══ QUOTED PASSAGE ══
Some forer@s are bemoaning the fact that, in their countries, there are too few male teachers.  In England, there are very few male teachers at elementary level,  but lots at secondary level.

What is the situation in your country and how do you feel about it?  Does the sex of a teacher have a notable effect on students?  Is your government trying to address any disparity?  Are there, for instance, more female teachers in art and more male in sciences?


----------



## GenJen54

My problem is not so much the gender of the teachers. It is the qualification of the teachers. 

Sadly, in my state, where budget shortfalls for education are commonplace, many of the male teachers are not hired as teachers, but as sports coaches. They are then asked to teach some class (social studies, history, English among them) in order for the budget to balance. 

This happened at the high school I attended, as well, although I only encountered a male coach-as-teacher in one class.

I think the general trend, however, remains the same. The majority of elementary teachers are female. Then by the time high school arrives, approximately 20-25% of the teachers are male. In the school I attended, the male teachers primarily taught the advanced mathematics and science classes, although one of our fine arts teachers was also male. 

As to your other questions, I don't think our government (schools are run primarily by each state) cares much about the disparity. They are trying to balance their budget, which is why it is not uncommon to see teachers pulling double-duty as sports coaches...or in my state, sports coaches pulling double-duty as teachers.
═══
→ **GOAL 1**
In the thread on teacher gender, what share of high school teachers does GenJen54 say are male?
→ **GOAL 2**
Please reproduce the part of the thread on teacher gender between "What is the" and "male in sciences?", inclusive.
→ **GOAL 3**
Take the thread on teacher gender further, picking up after its last sentence.
You won't need the listing that comes next.
══ EXTRACTED ENTRIES ══
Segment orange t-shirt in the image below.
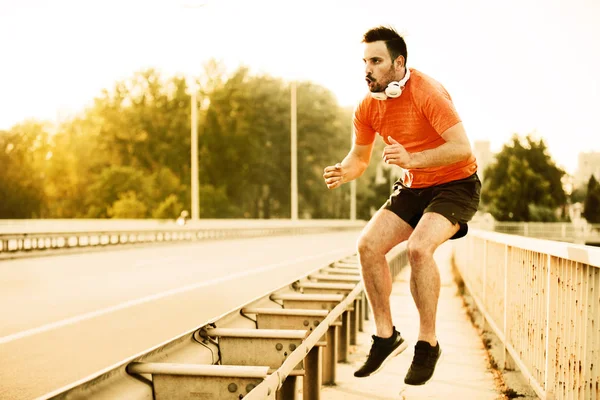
[354,68,477,188]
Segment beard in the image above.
[366,65,396,93]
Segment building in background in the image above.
[573,152,600,188]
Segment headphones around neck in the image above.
[371,68,410,100]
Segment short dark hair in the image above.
[362,26,408,66]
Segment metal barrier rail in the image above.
[0,220,364,258]
[38,245,408,400]
[454,230,600,400]
[471,221,600,244]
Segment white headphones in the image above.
[371,68,410,100]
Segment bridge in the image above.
[0,220,600,400]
═══
→ **WRITTEN REPLY 1**
Approximately 20-25%.

→ **WRITTEN REPLY 2**
What is the situation in your country and how do you feel about it?  Does the sex of a teacher have a notable effect on students?  Is your government trying to address any disparity?  Are there, for instance, more female teachers in art and more male in sciences?

→ **WRITTEN REPLY 3**
On a personal aside, I struggled in math my entire school career, having only had male teachers up until that point. When I took a math class my junior year in high school that happened to be taught by a woman, I excelled. I have always wondered if it was her means of communication, or simply the subject-matter (trig) that made the difference. Whatever it was, I "got it."


----------



## Etcetera

I'll copy here my posts from the thread mentioned above.



> I've just thought that, indeed, before 1917 school teachers in Russia were mainly men, and they were well respected people. I don't know if their salaries were high, but I suppose it might be so.
> And after 1917 communists came, and teaching gradually became feminised...


 


> Here male teachers are few, even at universities. But at universities at also depends on the faculy. For example, at my Faculty of Philology most teachers are female, but at the Faculty for Jurisprudence most are male.


 
I must admit that my favourite teachers are male.  
As for the government's position - oh, it's so good that somebody still wants to teach children!..


----------



## moodywop

Here's the breakdown in my secondary school (1416 students between the ages of 14 and 18).

Female teachers: 118

Male teachers: 40

However, my school has a large section concentrating on business studies, where the percentage of male teachers is a bit higher.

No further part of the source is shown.